*About this exercise*:
Your output should be every line below, copied exactly.

*Data for this task*:

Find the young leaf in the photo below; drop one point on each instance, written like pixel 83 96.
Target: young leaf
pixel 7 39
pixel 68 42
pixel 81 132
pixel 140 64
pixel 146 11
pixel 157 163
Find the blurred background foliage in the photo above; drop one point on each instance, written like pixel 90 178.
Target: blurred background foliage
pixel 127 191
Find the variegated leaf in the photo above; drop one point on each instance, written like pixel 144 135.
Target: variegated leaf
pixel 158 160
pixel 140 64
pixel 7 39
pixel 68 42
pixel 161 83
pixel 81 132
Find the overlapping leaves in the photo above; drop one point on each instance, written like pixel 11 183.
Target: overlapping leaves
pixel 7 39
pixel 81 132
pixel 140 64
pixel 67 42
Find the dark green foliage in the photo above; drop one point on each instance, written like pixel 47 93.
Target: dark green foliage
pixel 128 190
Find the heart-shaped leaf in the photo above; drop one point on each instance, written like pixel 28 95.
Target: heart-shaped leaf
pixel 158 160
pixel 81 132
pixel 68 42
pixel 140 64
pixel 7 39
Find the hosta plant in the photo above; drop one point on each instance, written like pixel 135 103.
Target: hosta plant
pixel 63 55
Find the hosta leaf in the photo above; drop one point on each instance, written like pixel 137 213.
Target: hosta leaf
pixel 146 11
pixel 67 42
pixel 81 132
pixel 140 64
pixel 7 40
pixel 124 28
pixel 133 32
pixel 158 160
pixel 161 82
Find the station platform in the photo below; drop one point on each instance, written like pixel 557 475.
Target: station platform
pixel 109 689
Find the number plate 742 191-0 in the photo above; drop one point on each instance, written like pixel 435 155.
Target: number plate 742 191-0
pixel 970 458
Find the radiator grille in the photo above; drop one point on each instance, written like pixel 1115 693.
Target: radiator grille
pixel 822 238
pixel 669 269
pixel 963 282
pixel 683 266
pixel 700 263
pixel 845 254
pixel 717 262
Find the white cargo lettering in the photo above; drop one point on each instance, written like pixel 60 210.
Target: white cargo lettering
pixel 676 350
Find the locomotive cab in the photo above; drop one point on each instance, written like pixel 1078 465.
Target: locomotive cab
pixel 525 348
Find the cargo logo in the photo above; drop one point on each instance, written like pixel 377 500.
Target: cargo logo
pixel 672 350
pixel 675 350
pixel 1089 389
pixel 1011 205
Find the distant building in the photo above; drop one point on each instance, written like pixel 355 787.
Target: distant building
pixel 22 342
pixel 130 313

*Exercise solution*:
Find the young leaf in the photo below; drop one point on each instance, written like pixel 83 96.
Target: young leaf
pixel 7 39
pixel 68 42
pixel 81 132
pixel 140 64
pixel 146 11
pixel 157 163
Find the blurred background foliage in the photo above; drop one point on each instance, written like pixel 90 178.
Target: blurred background foliage
pixel 127 191
Find the variegated leaf in the photo above; drop one point on each instance, written like pixel 144 135.
Target: variegated leaf
pixel 158 160
pixel 140 64
pixel 7 39
pixel 68 42
pixel 161 83
pixel 81 132
Find the overlapping leaves in the photo above; drop one point on each instance, written like pixel 11 183.
Target: overlapping leaves
pixel 7 39
pixel 81 132
pixel 140 64
pixel 67 42
Find the dark green foliage in the photo above; drop one point on each instance, written like pixel 47 93.
Target: dark green foliage
pixel 128 190
Find the heart-shaped leaf in the photo above; drop one point on each instance, written like pixel 28 95.
Target: heart-shaped leaf
pixel 158 160
pixel 81 132
pixel 68 42
pixel 140 64
pixel 7 39
Find the hosta plant in the photo above; drop one point on each instance, written like pixel 135 103.
Target: hosta plant
pixel 63 55
Find the hosta leaf in the photo above; drop one point on each instance, written like pixel 137 213.
Target: hosta leaf
pixel 146 11
pixel 67 42
pixel 81 132
pixel 140 64
pixel 7 40
pixel 124 28
pixel 133 32
pixel 158 160
pixel 161 82
Find the station platform in the photo below; drop one point on each instance, written like pixel 557 475.
Target: station platform
pixel 109 689
Find the number plate 742 191-0 in the photo above; drop one point on each instance, written like pixel 435 155.
Target: number plate 742 191-0
pixel 970 458
Find the radiator grille in the photo above; drop one point on each instance, written like pixel 1115 693.
Target: radiator grille
pixel 822 238
pixel 669 269
pixel 963 282
pixel 683 266
pixel 700 263
pixel 845 254
pixel 717 262
Find the white cargo lettering in the photo above; drop one point on each instance, written like pixel 60 210.
Target: white cargo lettering
pixel 676 350
Find the locomotive cab in the photo above; drop one point on each instance, written like pixel 1078 465.
Target: locomotive cab
pixel 525 348
Find the cargo logo in the photo above; drop one point on each instance, written like pixel 377 500.
Target: cargo logo
pixel 672 350
pixel 675 350
pixel 1089 389
pixel 1011 205
Find the distant building in the photo above; drop one point on each instance, written like pixel 355 787.
Target: distant building
pixel 22 342
pixel 130 313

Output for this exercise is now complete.